▶ **PARTS OF THE EXERCISE**:
1. In the article about ChatGPT's new voice and image features, which company is named as translating podcasts into new languages in each host's original voice?
2. Retype the article word for word, starting at the words "OpenAI acknowledges risks" and stopping after "host’s original voice.".

▶ **READING TEXT**:
_ _ _ _ _

OpenAI announces ChatGPT will soon ‘see, hear, and speak’
The new features, which include speech recognition and text-to-speech capabilities, will roll out over the next two weeks.
ChatGPT will soon offer new features that allow users to engage with it through images and voice recognition, according to an announcement from OpenAI on Sept. 25.
OpenAI announced that users will be able to interact with ChatGPT using voice commands, enabling a more personalized user experience. The company said that this feature is powered by a text-to-speech model that can generate audio from minimal sample speech created by professional voice actors. It said that the feature is also powered by its open-source speech recognition system, Whisper.
The voice features are expected to provide a wider range of use cases, such as assisting in tasks like reading bedtime stories, creating recipes, composing speeches, reciting poems, explaining common phrases, or even resolving “dinner table debates.”
OpenAI added that users will soon be able to provide images to ChatGPT (or select certain parts of images) for interpretation and response.
OpenAI acknowledges risks
OpenAI acknowledged the risk of fraud and impersonation and said that, accordingly, it is limiting voice features to its voice chat platform. It emphasized that it uses professional voice actors — not user voices — for output audio. OpenAI added that certain other groups are permitted to use voice capabilities for other purposes; Spotify, for example, is translating participating podcasts to new languages in each host’s original voice.
The company noted that image recognition carries privacy risks and said that, in response, it has limited ChatGPT’s ability to make statements about people. It noted that ChatGPT “is not always accurate” but said that general descriptions of images can be useful, citing its earlier work with Be My Eyes, an app for blind and low-vision people.
OpenAI said that it will introduce voice and image features to ChatGPT Plus and Enterprise over the next two weeks. It said that voice features will be available on iOS and Android on an opt-in basis, and that image features will be available on all platforms.

_ _ _ _ _

▶ **DATA SHOWN**:
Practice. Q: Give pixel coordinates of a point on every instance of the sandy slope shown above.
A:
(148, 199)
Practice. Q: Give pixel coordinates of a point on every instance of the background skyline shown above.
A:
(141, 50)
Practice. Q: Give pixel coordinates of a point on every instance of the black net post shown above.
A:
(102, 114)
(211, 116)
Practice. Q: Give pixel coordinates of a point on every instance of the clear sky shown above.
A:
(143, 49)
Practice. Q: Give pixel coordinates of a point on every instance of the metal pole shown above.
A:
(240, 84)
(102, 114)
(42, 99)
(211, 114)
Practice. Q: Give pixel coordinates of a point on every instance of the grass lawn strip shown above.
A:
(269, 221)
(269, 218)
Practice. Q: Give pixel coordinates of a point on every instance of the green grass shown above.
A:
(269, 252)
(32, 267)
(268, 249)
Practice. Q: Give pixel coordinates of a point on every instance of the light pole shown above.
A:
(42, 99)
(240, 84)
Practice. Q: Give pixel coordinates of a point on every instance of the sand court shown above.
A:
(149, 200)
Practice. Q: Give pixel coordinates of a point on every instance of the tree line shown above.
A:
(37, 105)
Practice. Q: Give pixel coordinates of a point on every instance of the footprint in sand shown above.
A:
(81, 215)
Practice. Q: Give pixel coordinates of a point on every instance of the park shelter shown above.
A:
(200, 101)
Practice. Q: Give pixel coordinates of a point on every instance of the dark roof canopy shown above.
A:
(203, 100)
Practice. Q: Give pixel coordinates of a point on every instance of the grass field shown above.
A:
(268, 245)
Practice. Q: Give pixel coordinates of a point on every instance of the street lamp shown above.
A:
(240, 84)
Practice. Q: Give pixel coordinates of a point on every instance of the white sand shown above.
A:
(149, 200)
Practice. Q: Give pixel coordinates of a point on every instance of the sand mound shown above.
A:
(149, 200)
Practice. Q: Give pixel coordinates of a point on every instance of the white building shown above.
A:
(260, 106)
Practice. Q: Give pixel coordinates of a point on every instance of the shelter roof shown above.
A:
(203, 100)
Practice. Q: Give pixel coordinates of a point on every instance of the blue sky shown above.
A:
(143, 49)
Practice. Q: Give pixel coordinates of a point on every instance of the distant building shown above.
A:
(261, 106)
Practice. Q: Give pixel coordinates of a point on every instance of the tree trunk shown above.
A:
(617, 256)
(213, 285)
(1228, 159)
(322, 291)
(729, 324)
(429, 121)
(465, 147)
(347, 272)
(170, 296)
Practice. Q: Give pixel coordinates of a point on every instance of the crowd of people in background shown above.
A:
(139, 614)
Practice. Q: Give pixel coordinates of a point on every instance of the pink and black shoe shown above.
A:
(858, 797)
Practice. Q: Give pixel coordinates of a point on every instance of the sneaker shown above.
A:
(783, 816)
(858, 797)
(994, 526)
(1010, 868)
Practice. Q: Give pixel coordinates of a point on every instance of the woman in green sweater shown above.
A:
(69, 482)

_ _ _ _ _

▶ **EXERCISE RESPONSES**:
1. Spotify

2.
OpenAI acknowledges risks
OpenAI acknowledged the risk of fraud and impersonation and said that, accordingly, it is limiting voice features to its voice chat platform. It emphasized that it uses professional voice actors — not user voices — for output audio. OpenAI added that certain other groups are permitted to use voice capabilities for other purposes; Spotify, for example, is translating participating podcasts to new languages in each host’s original voice.